Dataset entries:

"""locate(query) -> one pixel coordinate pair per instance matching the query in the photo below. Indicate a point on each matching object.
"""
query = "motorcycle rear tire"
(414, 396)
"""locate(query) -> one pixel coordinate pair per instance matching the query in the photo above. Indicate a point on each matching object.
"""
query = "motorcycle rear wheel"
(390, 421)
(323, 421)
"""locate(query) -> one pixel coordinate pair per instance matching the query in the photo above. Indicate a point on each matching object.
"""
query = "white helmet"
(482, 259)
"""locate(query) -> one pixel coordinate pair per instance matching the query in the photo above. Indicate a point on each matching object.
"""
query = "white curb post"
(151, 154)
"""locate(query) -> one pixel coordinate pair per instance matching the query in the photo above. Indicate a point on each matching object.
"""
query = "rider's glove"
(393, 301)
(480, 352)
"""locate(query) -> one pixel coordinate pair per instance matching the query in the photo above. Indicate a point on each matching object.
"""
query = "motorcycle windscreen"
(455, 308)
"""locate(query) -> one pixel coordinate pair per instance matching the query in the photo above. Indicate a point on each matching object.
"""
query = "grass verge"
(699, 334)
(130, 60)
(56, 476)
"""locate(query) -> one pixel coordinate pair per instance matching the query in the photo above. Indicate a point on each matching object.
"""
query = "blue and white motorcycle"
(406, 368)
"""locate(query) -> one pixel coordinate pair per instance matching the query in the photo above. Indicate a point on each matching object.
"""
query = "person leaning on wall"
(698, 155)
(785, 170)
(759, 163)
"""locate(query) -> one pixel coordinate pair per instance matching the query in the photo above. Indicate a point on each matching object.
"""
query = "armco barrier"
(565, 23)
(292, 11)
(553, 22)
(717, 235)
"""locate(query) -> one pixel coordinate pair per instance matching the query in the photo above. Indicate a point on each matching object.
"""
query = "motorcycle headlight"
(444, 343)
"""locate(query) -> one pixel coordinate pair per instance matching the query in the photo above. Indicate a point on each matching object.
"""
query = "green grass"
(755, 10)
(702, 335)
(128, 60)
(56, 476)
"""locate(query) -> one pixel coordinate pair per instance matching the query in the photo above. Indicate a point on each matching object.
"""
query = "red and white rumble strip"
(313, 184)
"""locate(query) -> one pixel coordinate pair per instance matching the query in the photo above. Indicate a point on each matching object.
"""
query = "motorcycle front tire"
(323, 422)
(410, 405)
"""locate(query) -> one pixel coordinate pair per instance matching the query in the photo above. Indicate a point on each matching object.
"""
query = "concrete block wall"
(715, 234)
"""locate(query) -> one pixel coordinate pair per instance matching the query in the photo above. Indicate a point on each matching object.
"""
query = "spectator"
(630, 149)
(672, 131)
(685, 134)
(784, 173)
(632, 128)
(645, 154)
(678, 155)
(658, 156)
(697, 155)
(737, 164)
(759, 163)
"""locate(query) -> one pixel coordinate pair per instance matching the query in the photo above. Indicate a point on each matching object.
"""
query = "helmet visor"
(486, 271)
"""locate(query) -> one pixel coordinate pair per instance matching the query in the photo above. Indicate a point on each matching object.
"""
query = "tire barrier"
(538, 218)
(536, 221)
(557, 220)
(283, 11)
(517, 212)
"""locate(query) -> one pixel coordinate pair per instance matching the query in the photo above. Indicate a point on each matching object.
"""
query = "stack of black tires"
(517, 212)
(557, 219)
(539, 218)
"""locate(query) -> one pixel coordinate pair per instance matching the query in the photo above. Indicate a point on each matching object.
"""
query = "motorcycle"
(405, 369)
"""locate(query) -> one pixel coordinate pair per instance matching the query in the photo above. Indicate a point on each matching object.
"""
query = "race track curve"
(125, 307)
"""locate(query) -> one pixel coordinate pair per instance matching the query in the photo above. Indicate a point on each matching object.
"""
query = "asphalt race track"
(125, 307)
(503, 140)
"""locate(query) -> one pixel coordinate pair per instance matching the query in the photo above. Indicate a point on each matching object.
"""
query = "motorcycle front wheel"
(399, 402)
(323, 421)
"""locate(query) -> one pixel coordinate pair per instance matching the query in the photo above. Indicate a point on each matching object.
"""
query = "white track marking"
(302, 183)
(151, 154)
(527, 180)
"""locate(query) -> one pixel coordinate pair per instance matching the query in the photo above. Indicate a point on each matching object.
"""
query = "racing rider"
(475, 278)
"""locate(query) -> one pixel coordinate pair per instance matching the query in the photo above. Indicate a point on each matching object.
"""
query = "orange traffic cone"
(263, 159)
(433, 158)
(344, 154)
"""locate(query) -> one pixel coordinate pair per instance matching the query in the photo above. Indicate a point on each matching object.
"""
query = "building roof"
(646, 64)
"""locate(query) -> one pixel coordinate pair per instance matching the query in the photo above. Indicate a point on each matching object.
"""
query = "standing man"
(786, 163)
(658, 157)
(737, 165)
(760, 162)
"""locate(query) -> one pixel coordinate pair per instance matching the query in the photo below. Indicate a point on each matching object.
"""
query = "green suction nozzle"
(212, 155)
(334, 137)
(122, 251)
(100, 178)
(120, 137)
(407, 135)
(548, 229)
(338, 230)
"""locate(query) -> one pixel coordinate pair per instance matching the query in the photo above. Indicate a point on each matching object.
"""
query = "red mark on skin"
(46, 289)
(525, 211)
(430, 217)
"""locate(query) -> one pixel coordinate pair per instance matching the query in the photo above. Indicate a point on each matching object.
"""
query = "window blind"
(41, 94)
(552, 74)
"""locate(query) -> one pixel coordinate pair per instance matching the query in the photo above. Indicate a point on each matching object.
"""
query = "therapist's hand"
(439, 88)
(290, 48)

## Challenge
Write out every record, exactly as written.

## Output for this task
"""locate(query) -> one pixel coordinate pair per instance matching the query in the photo below. Indicate a point on each matching object.
"""
query = "motorcycle rear tire"
(414, 396)
"""locate(query) -> one pixel coordinate pair per instance matching the query in the photo above. Indicate a point on each matching object.
"""
query = "motorcycle rear wheel"
(390, 421)
(323, 421)
"""locate(query) -> one pixel coordinate pair per instance matching the query in the photo above. Indicate a point on each matching object.
"""
query = "white helmet"
(482, 259)
"""locate(query) -> one pixel coordinate pair per instance matching the query in the photo above. Indicate a point on each matching object.
"""
query = "white curb post"
(151, 154)
"""locate(query) -> one pixel coordinate pair per instance matching the query in the photo above. Indicate a point on each matching object.
"""
query = "rider's glove"
(393, 301)
(480, 352)
"""locate(query) -> one pixel coordinate pair per instance matching the query in the photo above. Indicate a point on each matching object.
"""
query = "motorcycle windscreen"
(455, 308)
"""locate(query) -> one pixel coordinate pair per instance matching the query in the photo above. Indicate a point on each matching object.
"""
query = "grass verge"
(699, 334)
(130, 60)
(56, 476)
"""locate(query) -> one pixel coordinate pair per instance matching the query in the photo above. Indicate a point on each matching object.
"""
query = "blue and white motorcycle"
(406, 368)
"""locate(query) -> one pixel coordinate pair per instance matching the query in the photo above. Indicate a point on each matching object.
"""
query = "person leaning on wall"
(698, 155)
(785, 170)
(759, 163)
"""locate(query) -> one pixel coordinate pair per instance matching the query in the photo above. Indicate a point on each matching object.
"""
query = "armco barrier"
(565, 23)
(292, 11)
(553, 22)
(717, 235)
"""locate(query) -> one pixel coordinate pair per instance matching the query in the photo above. Indicate a point on each matching object.
"""
query = "motorcycle headlight"
(444, 343)
"""locate(query) -> one pixel coordinate pair per instance matching the query in the photo above. Indicate a point on each matching object.
"""
query = "green grass"
(755, 10)
(702, 335)
(128, 60)
(56, 476)
"""locate(query) -> one pixel coordinate pair per instance matching the query in the photo above. Indicate a point on each matching object.
"""
query = "red and white rumble strip"
(313, 184)
"""locate(query) -> one pixel coordinate pair per instance matching the query in the photo above. Indicate a point on each matching object.
"""
query = "motorcycle front tire"
(323, 422)
(410, 405)
"""locate(query) -> one pixel coordinate pair per instance matching the query in the photo above. Indicate a point on each matching object.
"""
query = "concrete block wall"
(715, 234)
"""locate(query) -> one pixel coordinate pair per instance matching the query in the photo above. Indicate a point on each matching object.
"""
query = "spectator"
(630, 149)
(672, 131)
(685, 134)
(784, 173)
(632, 128)
(645, 154)
(678, 155)
(658, 156)
(697, 155)
(737, 164)
(759, 163)
"""locate(query) -> one pixel coordinate pair per instance matching the query in the photo above. Indicate a point on each matching object.
"""
query = "helmet visor"
(486, 271)
"""locate(query) -> one pixel coordinate pair per instance matching the query in the photo above. Indicate a point on each matching object.
"""
query = "tire barrier"
(538, 218)
(536, 221)
(557, 220)
(283, 11)
(517, 212)
"""locate(query) -> one pixel coordinate pair per instance matching the query in the photo above. Indicate a point on each matching object.
"""
query = "stack of black tires"
(517, 212)
(557, 219)
(539, 218)
"""locate(query) -> one pixel coordinate pair per instance matching the query in the photo above. Indicate a point on each matching object.
"""
query = "motorcycle"
(405, 369)
"""locate(query) -> one pixel coordinate pair per instance matching the query in the photo above. Indicate a point on each matching object.
"""
query = "race track curve"
(125, 307)
"""locate(query) -> one pixel coordinate pair per instance matching the query in the photo above. Indicate a point on each matching object.
"""
query = "asphalt race track"
(125, 307)
(503, 140)
"""locate(query) -> one pixel coordinate pair per instance matching the query in the photo above. Indicate a point on each matching object.
"""
query = "motorcycle front wheel"
(399, 402)
(323, 421)
"""locate(query) -> one pixel coordinate pair per instance matching the query in the photo above. Indicate a point on each matching object.
"""
query = "white track marking"
(302, 183)
(151, 154)
(527, 180)
"""locate(query) -> one pixel coordinate pair per instance matching the query in the photo above. Indicate a point on each matching object.
"""
query = "racing rider"
(475, 278)
"""locate(query) -> one pixel coordinate pair per instance matching the query in the photo above. Indicate a point on each matching object.
"""
query = "orange traffic cone"
(263, 159)
(433, 158)
(344, 154)
"""locate(query) -> one pixel coordinate pair per instance matching the query in the photo above. Indicate a point on each matching object.
"""
query = "building roof"
(646, 64)
"""locate(query) -> one pixel coordinate pair per instance matching the query in the photo above. Indicate a point on each matching object.
"""
query = "standing man"
(786, 163)
(658, 157)
(737, 165)
(760, 162)
"""locate(query) -> one pixel coordinate pair per instance matching the query in the photo below. Indicate a point on each matching object.
"""
query = "green suction nozzle"
(212, 155)
(334, 137)
(122, 251)
(100, 178)
(120, 137)
(407, 135)
(548, 229)
(338, 230)
"""locate(query) -> one pixel coordinate pair per instance matching the query in the photo above. Indicate a point on each matching object.
"""
query = "red mark on skin"
(46, 289)
(525, 211)
(430, 217)
"""locate(query) -> one pixel coordinate pair per instance matching the query in the photo above. Indicate a point on each matching object.
"""
query = "window blind"
(41, 94)
(552, 74)
"""locate(query) -> one pixel coordinate pair per instance matching the query in the photo above. Indicate a point on each matching object.
"""
query = "therapist's hand"
(439, 88)
(290, 48)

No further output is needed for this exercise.